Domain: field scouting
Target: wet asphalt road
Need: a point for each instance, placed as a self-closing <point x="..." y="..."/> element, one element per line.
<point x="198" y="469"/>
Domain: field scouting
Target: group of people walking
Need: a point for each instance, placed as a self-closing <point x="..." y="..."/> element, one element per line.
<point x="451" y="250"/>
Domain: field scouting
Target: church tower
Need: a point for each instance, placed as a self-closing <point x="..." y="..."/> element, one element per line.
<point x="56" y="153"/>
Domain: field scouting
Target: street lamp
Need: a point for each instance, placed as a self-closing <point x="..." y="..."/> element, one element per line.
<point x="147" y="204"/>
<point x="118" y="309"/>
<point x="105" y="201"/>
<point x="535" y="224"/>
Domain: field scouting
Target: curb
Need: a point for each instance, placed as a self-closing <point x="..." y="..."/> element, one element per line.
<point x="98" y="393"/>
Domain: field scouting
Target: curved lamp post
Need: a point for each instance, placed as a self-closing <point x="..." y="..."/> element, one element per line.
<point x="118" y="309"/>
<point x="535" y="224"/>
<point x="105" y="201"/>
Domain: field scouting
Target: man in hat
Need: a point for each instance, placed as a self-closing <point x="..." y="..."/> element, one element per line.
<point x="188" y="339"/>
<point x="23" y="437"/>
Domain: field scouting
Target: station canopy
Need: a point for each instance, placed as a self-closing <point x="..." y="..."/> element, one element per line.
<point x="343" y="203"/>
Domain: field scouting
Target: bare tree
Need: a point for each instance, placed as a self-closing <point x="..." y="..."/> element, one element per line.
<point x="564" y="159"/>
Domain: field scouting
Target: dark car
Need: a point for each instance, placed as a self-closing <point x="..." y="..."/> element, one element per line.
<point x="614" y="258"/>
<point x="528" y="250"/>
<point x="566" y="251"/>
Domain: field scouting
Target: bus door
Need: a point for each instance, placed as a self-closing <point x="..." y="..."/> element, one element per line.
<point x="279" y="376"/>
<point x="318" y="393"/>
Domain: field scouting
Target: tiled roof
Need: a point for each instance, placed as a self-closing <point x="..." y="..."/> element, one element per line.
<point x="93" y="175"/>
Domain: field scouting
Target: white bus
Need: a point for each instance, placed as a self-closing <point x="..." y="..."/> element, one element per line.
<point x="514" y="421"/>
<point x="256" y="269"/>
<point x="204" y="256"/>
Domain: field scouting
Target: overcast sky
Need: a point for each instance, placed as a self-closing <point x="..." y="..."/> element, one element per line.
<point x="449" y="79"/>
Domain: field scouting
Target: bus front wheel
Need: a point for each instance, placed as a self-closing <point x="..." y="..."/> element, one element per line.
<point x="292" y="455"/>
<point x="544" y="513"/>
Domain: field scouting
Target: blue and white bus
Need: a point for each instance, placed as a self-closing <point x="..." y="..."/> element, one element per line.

Your task → Return every record above exactly as it appears.

Exercise answer →
Domain: field scouting
Target: wet asphalt road
Need: a point for each instance, placed as a self-closing <point x="..." y="..."/> element, one element per line.
<point x="198" y="469"/>
Domain: field scouting
Target: group of people walking
Need: a point for each instance, placed as a self-closing <point x="..." y="..."/> element, one element per line.
<point x="451" y="250"/>
Domain: field scouting
Target: church tower
Need: a point for each instance, placed as a self-closing <point x="..." y="..."/> element, one element per line.
<point x="56" y="153"/>
Domain: field scouting
Target: street lamp
Need: a point for each instance, placed as a self-closing <point x="..." y="..."/> element, one element per line.
<point x="147" y="204"/>
<point x="118" y="309"/>
<point x="105" y="201"/>
<point x="535" y="224"/>
Domain: field scouting
Target: curb
Need: a point for each instance, placed as a self-closing <point x="..." y="..."/> element, one element per line.
<point x="98" y="393"/>
Domain: field scouting
Target: curved lamp post
Need: a point for each instance, placed as a self-closing <point x="..." y="..."/> element, one element per line.
<point x="118" y="309"/>
<point x="535" y="224"/>
<point x="105" y="201"/>
Domain: field scouting
Target: man in hat
Need: a point for each instance, placed as a self-closing <point x="..." y="..."/> element, one element per line.
<point x="188" y="339"/>
<point x="23" y="437"/>
Domain: field scouting
Target: station canopy
Need: a point for each instance, placed as a self-closing <point x="..." y="..."/> element, one element per line.
<point x="343" y="203"/>
Domain: field scouting
Target: bare tree
Need: a point for each instance, placed as a self-closing <point x="..." y="..."/> element, one element per line.
<point x="564" y="159"/>
Domain: field scouting
Target: dark car
Need: a point for each instance, placed as a self-closing <point x="..." y="..."/> element, one element per line.
<point x="614" y="258"/>
<point x="528" y="250"/>
<point x="566" y="251"/>
Domain: field scouting
Target: bus door
Need: a point for each instance, placed as a self-closing <point x="..." y="..."/> element, one element per line.
<point x="279" y="376"/>
<point x="318" y="393"/>
Domain: field scouting
Target: tiled roof
Need: a point for each instance, placed as a self-closing <point x="..." y="..."/> element, one element per line.
<point x="93" y="175"/>
Domain: field scouting
Target: white bus
Need: a point for each instance, placed as a self-closing <point x="..." y="..."/> element, one element per line.
<point x="514" y="421"/>
<point x="256" y="269"/>
<point x="204" y="256"/>
Domain: field scouting
Target: overcast sky
Need: a point for each instance, placed as a self-closing <point x="..." y="..."/> element, one element per line.
<point x="449" y="79"/>
Domain: field scouting
Target: bus front wheel
Need: a point for each instance, placed as a self-closing <point x="..." y="..."/> element, one element per line.
<point x="292" y="455"/>
<point x="544" y="513"/>
Domain: field scouting
Target: blue and white bus
Need: a point for each instance, placed as a self-closing <point x="..." y="..."/> element, one element per line.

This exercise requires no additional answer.